_Problem_
Each line in the listing below that contains "jacket" should be returned.

_Material supplied_
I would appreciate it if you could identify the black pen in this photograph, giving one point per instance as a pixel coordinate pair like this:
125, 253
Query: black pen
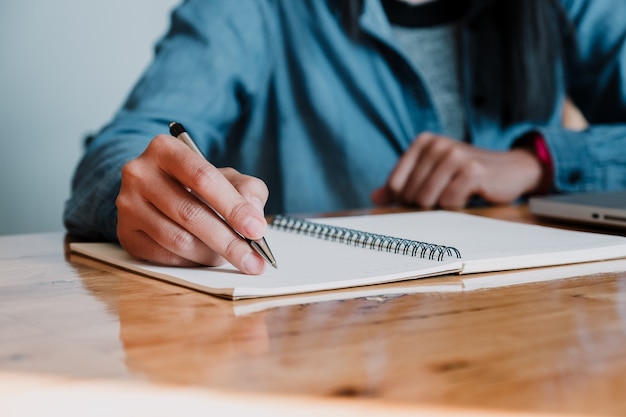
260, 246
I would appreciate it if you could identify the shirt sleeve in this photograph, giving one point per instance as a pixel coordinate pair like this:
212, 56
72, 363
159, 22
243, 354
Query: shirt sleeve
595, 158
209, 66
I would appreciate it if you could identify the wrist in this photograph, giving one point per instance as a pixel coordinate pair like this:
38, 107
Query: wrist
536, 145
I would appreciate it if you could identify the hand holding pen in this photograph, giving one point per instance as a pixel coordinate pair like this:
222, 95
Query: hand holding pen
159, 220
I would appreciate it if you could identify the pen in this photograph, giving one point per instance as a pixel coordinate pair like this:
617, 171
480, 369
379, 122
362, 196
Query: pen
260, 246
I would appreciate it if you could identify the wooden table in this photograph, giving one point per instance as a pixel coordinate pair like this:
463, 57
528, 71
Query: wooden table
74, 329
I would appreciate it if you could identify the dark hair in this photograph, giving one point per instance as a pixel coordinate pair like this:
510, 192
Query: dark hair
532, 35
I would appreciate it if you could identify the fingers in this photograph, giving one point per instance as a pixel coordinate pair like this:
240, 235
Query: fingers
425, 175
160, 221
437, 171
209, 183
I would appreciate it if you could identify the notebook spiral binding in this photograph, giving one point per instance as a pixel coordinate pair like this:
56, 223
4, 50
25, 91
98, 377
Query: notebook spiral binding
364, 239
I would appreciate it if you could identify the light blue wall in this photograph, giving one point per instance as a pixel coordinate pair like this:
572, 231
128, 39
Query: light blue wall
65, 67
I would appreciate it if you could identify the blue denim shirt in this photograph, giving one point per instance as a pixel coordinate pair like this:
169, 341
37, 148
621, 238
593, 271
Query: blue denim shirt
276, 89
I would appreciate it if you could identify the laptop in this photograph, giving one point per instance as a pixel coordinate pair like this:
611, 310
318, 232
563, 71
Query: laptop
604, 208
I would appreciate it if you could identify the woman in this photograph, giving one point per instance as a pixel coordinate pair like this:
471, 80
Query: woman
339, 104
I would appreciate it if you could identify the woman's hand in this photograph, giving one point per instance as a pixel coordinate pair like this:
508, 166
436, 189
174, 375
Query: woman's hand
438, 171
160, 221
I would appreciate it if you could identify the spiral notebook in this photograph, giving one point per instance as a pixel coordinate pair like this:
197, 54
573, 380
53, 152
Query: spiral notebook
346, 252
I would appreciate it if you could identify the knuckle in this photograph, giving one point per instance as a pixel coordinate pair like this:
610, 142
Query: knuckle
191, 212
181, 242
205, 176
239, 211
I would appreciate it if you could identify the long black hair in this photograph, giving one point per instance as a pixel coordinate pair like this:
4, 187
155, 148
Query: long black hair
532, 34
--
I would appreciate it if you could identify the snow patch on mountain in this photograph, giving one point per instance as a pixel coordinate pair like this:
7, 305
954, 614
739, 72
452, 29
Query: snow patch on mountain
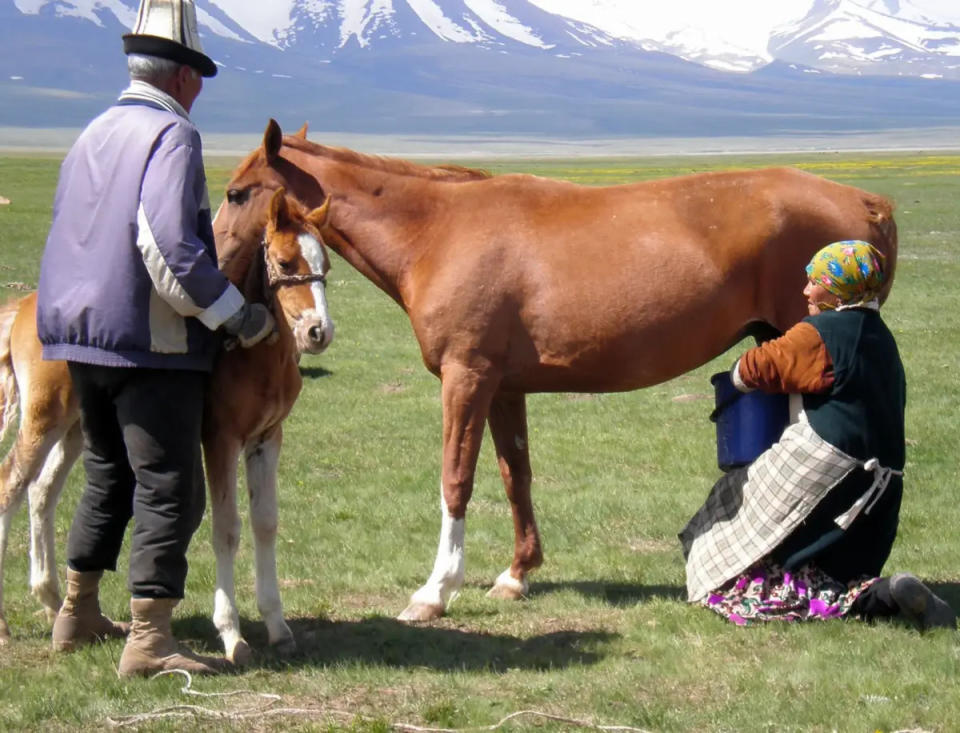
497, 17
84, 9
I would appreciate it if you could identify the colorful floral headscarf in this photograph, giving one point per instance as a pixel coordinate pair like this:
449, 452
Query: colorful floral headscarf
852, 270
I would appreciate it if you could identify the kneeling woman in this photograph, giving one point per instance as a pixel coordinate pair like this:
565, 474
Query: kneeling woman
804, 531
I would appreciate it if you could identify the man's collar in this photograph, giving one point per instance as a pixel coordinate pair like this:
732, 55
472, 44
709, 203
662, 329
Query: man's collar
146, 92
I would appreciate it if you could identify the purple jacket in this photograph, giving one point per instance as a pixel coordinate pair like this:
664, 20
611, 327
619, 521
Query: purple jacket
==
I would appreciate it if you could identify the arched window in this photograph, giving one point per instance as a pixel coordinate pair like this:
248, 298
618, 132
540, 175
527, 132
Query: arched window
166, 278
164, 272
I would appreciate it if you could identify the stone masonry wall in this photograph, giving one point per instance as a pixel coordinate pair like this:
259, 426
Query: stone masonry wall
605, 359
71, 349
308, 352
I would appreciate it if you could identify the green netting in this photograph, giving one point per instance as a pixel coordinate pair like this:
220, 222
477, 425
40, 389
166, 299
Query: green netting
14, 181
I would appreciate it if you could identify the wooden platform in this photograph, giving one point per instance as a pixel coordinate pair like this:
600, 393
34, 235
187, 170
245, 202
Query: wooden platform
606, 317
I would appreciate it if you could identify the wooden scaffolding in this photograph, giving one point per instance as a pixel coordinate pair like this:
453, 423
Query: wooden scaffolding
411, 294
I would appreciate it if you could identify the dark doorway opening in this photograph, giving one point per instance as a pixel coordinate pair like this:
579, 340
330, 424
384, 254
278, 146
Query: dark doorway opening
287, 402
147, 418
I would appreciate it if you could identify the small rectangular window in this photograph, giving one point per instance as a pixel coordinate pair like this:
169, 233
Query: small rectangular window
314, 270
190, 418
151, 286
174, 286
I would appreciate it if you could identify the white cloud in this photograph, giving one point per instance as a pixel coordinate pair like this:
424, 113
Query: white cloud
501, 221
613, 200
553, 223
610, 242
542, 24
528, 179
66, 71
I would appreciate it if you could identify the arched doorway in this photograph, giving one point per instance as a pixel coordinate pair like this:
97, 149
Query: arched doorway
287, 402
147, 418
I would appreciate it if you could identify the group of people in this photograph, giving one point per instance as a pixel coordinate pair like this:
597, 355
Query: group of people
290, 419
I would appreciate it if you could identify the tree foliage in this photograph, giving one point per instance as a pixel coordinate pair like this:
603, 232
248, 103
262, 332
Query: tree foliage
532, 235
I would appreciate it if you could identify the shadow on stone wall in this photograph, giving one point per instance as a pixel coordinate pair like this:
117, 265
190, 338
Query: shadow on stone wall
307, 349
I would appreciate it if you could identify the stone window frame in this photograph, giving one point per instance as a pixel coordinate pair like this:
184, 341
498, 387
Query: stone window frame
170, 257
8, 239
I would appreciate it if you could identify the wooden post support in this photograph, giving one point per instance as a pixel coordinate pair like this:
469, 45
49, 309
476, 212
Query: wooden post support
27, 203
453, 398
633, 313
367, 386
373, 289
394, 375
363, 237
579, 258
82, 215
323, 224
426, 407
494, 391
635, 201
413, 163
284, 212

_Exercise solution_
I would appreciate it if you could identify the purple jacket in this photograph, giving one point per instance as a pixel coordinate pair like this:
Query: purple jacket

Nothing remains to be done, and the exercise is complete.